▶ **EXERCISE OBJECTIVE**: Could you repeat the entries below word for word, leaving nothing out?

(Referring expression data)

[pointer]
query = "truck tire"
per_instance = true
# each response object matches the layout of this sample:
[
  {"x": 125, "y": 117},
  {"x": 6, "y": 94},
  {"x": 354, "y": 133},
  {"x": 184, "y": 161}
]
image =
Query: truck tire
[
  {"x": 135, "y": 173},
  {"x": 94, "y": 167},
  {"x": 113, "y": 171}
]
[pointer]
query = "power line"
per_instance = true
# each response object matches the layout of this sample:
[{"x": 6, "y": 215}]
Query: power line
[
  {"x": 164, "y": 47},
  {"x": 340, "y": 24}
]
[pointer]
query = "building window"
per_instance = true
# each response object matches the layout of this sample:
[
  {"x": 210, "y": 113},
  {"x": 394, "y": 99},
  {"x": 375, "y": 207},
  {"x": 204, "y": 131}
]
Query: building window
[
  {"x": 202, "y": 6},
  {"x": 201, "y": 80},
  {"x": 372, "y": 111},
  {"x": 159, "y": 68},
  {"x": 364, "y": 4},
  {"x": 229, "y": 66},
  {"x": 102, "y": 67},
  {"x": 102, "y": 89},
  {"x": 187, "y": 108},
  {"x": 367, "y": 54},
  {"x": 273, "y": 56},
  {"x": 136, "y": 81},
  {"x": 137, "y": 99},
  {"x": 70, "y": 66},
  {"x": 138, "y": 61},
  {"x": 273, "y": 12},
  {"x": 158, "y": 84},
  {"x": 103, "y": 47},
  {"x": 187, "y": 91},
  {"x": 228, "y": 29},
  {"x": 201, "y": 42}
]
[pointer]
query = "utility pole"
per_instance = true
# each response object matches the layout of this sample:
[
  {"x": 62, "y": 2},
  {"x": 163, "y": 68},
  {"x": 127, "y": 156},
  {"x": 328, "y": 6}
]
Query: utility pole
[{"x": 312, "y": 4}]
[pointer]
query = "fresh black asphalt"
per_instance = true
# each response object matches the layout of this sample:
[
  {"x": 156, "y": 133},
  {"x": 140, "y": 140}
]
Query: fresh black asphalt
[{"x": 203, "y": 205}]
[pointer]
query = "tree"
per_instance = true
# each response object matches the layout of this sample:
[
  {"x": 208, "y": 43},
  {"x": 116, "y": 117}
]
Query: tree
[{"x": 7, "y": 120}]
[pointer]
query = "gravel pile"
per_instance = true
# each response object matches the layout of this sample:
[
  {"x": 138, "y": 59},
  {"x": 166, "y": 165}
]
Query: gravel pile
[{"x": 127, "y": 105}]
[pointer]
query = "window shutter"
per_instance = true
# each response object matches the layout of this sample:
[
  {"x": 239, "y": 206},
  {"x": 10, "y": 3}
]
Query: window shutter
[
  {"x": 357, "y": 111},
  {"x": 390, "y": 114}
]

▶ **FINISHED TASK**:
[pointer]
query = "truck tire"
per_instance = true
# each response object matches the layout of this sample:
[
  {"x": 125, "y": 117},
  {"x": 6, "y": 94},
  {"x": 354, "y": 133},
  {"x": 184, "y": 161}
]
image =
Query: truck tire
[
  {"x": 135, "y": 173},
  {"x": 94, "y": 167},
  {"x": 113, "y": 171}
]
[pointer]
query = "power line"
per_instance = true
# each response object matches the layout of this sample:
[{"x": 6, "y": 215}]
Query: power line
[
  {"x": 164, "y": 47},
  {"x": 340, "y": 24}
]
[pointer]
query = "building window"
per_instance = true
# each response object matches the layout of this sample:
[
  {"x": 210, "y": 113},
  {"x": 394, "y": 99},
  {"x": 375, "y": 207},
  {"x": 204, "y": 131}
]
Query: building window
[
  {"x": 202, "y": 6},
  {"x": 201, "y": 80},
  {"x": 372, "y": 111},
  {"x": 159, "y": 68},
  {"x": 364, "y": 4},
  {"x": 229, "y": 66},
  {"x": 102, "y": 67},
  {"x": 102, "y": 89},
  {"x": 187, "y": 108},
  {"x": 367, "y": 54},
  {"x": 273, "y": 56},
  {"x": 136, "y": 81},
  {"x": 137, "y": 99},
  {"x": 70, "y": 66},
  {"x": 138, "y": 61},
  {"x": 273, "y": 12},
  {"x": 158, "y": 84},
  {"x": 103, "y": 47},
  {"x": 187, "y": 91},
  {"x": 228, "y": 29},
  {"x": 201, "y": 42}
]
[pointer]
query = "utility pole"
per_instance = true
# each response object matches the layout of this sample:
[
  {"x": 62, "y": 2},
  {"x": 163, "y": 68},
  {"x": 127, "y": 156},
  {"x": 328, "y": 6}
]
Query: utility pole
[{"x": 312, "y": 4}]
[pointer]
query = "fresh black asphalt"
per_instance = true
# each response object matches the layout of this sample:
[
  {"x": 156, "y": 133},
  {"x": 140, "y": 140}
]
Query: fresh black asphalt
[{"x": 203, "y": 205}]
[pointer]
query = "tree"
per_instance = true
# each response object matches the layout of this sample:
[
  {"x": 208, "y": 43},
  {"x": 116, "y": 117}
]
Query: tree
[{"x": 7, "y": 120}]
[pointer]
query = "gravel pile"
per_instance = true
# each response object matches the layout of this sample:
[
  {"x": 138, "y": 59},
  {"x": 166, "y": 165}
]
Query: gravel pile
[{"x": 127, "y": 105}]
[pointer]
query = "window shutter"
per_instance = true
# each response object matches the layout of this sample:
[
  {"x": 239, "y": 206},
  {"x": 10, "y": 3}
]
Query: window shutter
[
  {"x": 357, "y": 111},
  {"x": 390, "y": 114}
]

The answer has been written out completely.